* _PROBLEM TO WORK ON_: Transcribe the following items line by line, changing nothing in any of them.

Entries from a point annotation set
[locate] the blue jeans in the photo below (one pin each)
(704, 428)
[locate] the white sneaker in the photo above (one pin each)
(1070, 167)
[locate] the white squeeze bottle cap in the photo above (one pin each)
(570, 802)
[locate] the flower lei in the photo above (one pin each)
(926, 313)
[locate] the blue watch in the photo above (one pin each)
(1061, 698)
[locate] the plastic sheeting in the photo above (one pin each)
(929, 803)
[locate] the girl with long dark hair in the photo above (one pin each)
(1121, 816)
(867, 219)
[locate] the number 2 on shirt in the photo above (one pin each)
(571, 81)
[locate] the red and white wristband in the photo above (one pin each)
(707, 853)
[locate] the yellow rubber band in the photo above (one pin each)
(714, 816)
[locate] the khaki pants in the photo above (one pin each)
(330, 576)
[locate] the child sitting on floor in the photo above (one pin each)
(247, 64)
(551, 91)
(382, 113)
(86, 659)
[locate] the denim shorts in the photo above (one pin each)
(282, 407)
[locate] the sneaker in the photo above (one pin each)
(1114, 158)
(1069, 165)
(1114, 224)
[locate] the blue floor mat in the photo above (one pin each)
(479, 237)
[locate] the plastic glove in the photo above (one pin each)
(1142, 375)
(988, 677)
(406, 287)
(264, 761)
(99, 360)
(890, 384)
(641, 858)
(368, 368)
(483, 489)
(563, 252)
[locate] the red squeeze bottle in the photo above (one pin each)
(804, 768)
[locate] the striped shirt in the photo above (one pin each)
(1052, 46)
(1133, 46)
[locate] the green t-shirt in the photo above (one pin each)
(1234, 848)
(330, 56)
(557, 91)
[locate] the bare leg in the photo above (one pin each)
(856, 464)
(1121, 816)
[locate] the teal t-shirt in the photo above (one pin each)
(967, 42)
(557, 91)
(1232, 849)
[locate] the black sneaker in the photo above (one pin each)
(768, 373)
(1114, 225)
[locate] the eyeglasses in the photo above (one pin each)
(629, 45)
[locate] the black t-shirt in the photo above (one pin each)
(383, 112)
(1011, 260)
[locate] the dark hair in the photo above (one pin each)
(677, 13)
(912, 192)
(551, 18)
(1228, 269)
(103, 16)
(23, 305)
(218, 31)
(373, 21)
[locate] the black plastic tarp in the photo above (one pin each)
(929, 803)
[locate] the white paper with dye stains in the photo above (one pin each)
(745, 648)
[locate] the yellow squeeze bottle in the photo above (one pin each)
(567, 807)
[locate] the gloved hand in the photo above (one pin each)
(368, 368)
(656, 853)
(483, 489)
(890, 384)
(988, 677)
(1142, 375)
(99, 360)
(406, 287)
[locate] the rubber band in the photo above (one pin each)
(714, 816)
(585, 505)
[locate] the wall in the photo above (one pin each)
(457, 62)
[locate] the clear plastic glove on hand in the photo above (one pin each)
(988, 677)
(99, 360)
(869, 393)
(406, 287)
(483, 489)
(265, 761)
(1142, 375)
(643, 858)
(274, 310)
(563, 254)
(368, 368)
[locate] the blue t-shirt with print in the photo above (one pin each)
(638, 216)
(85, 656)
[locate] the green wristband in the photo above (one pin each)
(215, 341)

* _CORRECT OUTPUT_:
[locate] the blue jeans in the photo below (one pin each)
(704, 428)
[locate] the white sneaker in the photo above (one pin each)
(1070, 167)
[locate] the white squeeze bottle cap in the photo above (one pin each)
(570, 802)
[locate] the flower lei in the photo above (one pin each)
(926, 313)
[locate] the blue watch in the photo above (one pin each)
(1061, 698)
[locate] the plastic sheeting in the photo above (one pin each)
(929, 803)
[locate] the girl with long dark hair in the photo above (one pin each)
(1121, 816)
(867, 219)
[locate] the number 2 on shirt in the photo above (one pin each)
(571, 81)
[locate] the red and white wristband in the photo above (one pin each)
(707, 853)
[locate] the yellow rubber band in the photo above (one pin each)
(714, 816)
[locate] the khaki pants in the photo above (one pin each)
(330, 576)
[locate] the child sitting on floor in the photo above (one pin each)
(247, 64)
(551, 91)
(382, 113)
(86, 659)
[locate] the denim shorts in the photo above (one pin each)
(282, 407)
[locate] the sneaker in the photo above (one pin each)
(1114, 158)
(1069, 165)
(1114, 224)
[locate] the blue floor mat in the photo above (one pin each)
(479, 237)
[locate] the plastic glove in the photo above (one pin each)
(1142, 375)
(988, 677)
(406, 287)
(264, 761)
(99, 360)
(890, 384)
(641, 858)
(368, 368)
(483, 489)
(563, 252)
[locate] the red squeeze bottle in the photo above (one pin each)
(804, 768)
[locate] the striped shirt in the photo above (one pin each)
(1052, 46)
(1133, 46)
[locate] the green t-shirt in the photo above (one pin each)
(1234, 848)
(330, 56)
(557, 91)
[locate] the bare leg in the photo above (one pin each)
(856, 464)
(1121, 816)
[locate] the teal t-shirt in the photo above (one pin each)
(967, 42)
(557, 91)
(1232, 849)
[locate] the black sneaker in the photo above (one pin each)
(768, 373)
(1114, 225)
[locate] the eyeglasses in the photo above (one pin each)
(629, 45)
[locate] the black t-shirt in the photo above (one pin each)
(383, 112)
(1011, 260)
[locate] the dark hair in the photo above (one pin each)
(677, 13)
(912, 192)
(551, 18)
(1228, 269)
(103, 16)
(23, 305)
(218, 31)
(373, 21)
[locate] the black plastic tarp in the photo above (one pin each)
(929, 803)
[locate] the white paper with dye stains in the photo above (one pin each)
(745, 648)
[locate] the yellow squeeze bottle in the photo above (one pin each)
(567, 807)
[locate] the gloved hand in the photo above (one pin each)
(368, 368)
(656, 853)
(483, 489)
(890, 384)
(988, 677)
(1142, 375)
(99, 360)
(406, 287)
[locate] the rubber band in the photo above (one pin each)
(714, 816)
(585, 505)
[locate] the wall in the photo above (one pin each)
(457, 62)
[locate] the clear plastic glove on hand in the photo above (one pin each)
(988, 677)
(99, 360)
(869, 393)
(406, 287)
(483, 489)
(265, 761)
(1142, 375)
(643, 858)
(274, 310)
(563, 254)
(368, 368)
[locate] the blue t-shirt with print in the photo above (one pin each)
(638, 216)
(85, 656)
[locate] the green wristband in the photo above (one pin each)
(215, 341)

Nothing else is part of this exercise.